● **LISTED RECORDS**:
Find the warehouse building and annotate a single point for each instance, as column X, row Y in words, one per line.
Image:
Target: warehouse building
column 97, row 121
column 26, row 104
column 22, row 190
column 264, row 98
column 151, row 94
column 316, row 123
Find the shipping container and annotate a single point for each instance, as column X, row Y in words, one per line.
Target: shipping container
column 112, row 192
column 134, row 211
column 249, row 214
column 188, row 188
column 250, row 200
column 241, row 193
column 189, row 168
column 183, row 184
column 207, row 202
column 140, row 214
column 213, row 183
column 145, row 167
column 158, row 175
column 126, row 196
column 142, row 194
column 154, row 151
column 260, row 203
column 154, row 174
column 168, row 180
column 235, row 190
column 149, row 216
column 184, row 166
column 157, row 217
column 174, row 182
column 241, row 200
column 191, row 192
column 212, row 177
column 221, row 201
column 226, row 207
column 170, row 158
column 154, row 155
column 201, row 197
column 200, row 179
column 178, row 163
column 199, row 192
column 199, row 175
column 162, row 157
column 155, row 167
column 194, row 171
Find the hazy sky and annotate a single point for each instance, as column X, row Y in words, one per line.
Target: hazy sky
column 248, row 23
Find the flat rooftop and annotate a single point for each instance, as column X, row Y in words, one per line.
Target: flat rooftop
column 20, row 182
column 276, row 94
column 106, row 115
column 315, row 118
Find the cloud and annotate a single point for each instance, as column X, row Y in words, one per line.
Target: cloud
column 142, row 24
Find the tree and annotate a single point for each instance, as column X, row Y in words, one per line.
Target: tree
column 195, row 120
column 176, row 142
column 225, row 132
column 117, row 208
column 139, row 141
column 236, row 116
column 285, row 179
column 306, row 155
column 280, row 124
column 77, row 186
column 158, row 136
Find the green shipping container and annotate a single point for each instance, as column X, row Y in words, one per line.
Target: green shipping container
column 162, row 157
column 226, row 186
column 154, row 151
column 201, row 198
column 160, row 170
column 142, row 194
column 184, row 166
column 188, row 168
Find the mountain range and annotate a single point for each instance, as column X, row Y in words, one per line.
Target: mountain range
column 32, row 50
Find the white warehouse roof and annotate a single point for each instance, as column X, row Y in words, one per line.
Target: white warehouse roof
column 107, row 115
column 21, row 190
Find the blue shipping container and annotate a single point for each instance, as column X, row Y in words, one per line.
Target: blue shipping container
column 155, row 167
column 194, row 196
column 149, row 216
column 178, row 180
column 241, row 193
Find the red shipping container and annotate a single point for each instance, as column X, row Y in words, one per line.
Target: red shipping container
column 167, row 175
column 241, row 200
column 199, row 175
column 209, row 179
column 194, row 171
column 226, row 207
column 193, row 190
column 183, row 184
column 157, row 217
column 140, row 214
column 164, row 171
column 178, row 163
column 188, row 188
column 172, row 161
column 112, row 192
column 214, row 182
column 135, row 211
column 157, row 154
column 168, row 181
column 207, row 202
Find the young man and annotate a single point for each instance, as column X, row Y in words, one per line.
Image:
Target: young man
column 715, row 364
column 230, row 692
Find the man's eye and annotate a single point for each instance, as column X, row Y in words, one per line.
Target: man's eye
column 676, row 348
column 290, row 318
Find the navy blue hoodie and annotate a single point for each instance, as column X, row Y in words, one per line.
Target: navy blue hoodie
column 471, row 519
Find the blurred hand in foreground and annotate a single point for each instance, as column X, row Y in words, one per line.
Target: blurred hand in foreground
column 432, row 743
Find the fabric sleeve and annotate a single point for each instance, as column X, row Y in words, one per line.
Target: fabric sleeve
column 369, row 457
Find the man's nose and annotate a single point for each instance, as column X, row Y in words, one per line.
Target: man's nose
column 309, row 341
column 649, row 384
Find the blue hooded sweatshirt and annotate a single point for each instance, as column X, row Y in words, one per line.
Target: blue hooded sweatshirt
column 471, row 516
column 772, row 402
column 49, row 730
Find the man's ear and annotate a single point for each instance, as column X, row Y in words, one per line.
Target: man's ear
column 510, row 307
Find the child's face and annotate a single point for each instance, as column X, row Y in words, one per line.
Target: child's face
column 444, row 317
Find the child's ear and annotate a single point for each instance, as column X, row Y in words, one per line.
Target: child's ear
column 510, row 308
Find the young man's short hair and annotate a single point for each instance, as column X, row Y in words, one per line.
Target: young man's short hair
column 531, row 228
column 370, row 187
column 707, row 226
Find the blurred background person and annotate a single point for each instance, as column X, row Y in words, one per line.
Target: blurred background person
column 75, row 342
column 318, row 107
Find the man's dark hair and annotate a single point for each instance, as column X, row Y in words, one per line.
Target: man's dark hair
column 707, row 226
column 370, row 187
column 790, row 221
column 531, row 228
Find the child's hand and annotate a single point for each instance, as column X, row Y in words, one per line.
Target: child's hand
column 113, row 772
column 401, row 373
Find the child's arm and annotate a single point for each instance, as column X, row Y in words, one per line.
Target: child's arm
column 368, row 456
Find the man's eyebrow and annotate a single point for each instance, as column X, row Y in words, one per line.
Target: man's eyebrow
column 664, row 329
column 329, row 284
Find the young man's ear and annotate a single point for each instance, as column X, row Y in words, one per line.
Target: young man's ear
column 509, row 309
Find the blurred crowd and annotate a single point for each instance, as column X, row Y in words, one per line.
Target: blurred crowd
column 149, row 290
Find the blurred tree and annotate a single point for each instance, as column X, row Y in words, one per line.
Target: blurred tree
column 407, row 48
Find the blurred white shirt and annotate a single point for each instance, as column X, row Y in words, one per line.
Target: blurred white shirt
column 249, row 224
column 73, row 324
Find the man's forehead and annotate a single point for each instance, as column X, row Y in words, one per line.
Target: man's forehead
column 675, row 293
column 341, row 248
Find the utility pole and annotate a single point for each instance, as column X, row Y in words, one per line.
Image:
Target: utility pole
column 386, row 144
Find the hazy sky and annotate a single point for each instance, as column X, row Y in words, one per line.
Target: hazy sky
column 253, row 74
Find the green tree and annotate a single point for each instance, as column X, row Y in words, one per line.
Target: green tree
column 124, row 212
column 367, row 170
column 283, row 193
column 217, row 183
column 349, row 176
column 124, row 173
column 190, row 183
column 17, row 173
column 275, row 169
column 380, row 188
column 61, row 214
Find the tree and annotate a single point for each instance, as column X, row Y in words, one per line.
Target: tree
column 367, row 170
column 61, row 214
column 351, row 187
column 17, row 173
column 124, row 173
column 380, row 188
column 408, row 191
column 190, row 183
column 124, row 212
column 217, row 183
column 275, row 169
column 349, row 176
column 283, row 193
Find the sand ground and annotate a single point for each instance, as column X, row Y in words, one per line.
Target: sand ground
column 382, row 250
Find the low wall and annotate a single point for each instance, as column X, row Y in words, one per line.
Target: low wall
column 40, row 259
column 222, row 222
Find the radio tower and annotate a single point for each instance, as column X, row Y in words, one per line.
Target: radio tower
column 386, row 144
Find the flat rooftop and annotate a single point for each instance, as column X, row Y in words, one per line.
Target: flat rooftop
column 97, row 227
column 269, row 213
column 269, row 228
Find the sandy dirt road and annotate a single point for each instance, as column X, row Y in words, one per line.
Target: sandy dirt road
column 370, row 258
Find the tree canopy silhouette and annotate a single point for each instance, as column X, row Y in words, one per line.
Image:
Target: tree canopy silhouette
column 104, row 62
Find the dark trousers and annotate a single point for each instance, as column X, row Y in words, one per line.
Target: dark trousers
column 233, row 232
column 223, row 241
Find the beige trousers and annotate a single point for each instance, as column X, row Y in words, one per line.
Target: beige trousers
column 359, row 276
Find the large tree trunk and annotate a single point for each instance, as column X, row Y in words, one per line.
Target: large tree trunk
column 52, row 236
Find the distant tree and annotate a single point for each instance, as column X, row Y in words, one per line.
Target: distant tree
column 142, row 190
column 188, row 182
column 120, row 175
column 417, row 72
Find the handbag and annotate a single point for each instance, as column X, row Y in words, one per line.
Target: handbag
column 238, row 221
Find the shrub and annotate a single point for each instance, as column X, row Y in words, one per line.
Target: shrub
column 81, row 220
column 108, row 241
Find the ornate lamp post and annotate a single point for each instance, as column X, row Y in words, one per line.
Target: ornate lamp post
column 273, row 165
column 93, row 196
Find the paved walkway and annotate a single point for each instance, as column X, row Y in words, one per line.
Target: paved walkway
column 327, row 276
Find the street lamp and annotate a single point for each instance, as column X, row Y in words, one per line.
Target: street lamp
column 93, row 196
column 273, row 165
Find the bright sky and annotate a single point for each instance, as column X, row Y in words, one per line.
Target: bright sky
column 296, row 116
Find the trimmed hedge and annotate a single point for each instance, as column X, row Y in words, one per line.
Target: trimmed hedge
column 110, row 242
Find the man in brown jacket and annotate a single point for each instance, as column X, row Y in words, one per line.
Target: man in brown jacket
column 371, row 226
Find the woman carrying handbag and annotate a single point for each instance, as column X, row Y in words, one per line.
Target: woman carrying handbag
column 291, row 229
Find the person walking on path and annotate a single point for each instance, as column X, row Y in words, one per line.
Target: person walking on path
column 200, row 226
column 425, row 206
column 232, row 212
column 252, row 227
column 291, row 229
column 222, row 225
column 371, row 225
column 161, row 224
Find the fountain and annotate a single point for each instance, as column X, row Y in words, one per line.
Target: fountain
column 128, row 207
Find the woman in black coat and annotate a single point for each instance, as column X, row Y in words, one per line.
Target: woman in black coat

● **WORK TO BE COMPLETED**: Please put the material in the stretch from the line containing "Find the blue hooded" through the line containing "column 149, row 290" into a two-column CSV with the headers request and answer. Give one row for each request and its answer, each in a single quoted field with line breaks replaced by spaces.

● **SOLUTION FOR THIS EXERCISE**:
request,answer
"Find the blue hooded sweatshirt and annotate a single point for each instance, as column X, row Y in words, one per line. Target: blue hooded sweatshirt","column 471, row 516 column 772, row 402 column 49, row 730"
"Find the man's ear and annotate a single point for each instance, as column X, row Y in words, one per line. Target: man's ear","column 510, row 307"
"Find the child's face and annotate a single point for each instance, as column X, row Y in words, one per line. Target: child's face","column 444, row 317"
"Find the child's ear and annotate a single point for each instance, as column X, row Y in words, one per line. Target: child's ear","column 510, row 308"
"Find the young man's short hair and annotate a single point for each instance, as column X, row Y in words, one per line. Target: young man's short hair","column 531, row 228 column 370, row 187 column 707, row 226"
"Find the blurred background person and annotate a single point for each instance, as column X, row Y in words, one per line. Target: blurred background person","column 75, row 342 column 318, row 107"
"Find the man's dark hair and annotate a single point for each instance, as column X, row Y in words, one per line. Target: man's dark hair","column 707, row 226 column 370, row 187 column 790, row 221 column 531, row 228"
"Find the child's hand and annotate a single point for each instance, as column X, row Y in words, one per line. Target: child's hand","column 113, row 772 column 401, row 373"
"Find the child's arm and annotate a single point for each instance, as column X, row Y in words, one per line. Target: child's arm","column 368, row 456"
"Find the man's eyebrow and annotate a single point for each instance, as column X, row Y in words, one per line. Target: man's eyebrow","column 664, row 329 column 329, row 284"
"Find the young man's ear and annotate a single point for each instance, as column X, row Y in words, one per line. Target: young man's ear","column 509, row 309"
"Find the blurred crowd and annotate a single point for each instance, as column X, row Y in words, one per line. Target: blurred crowd","column 149, row 290"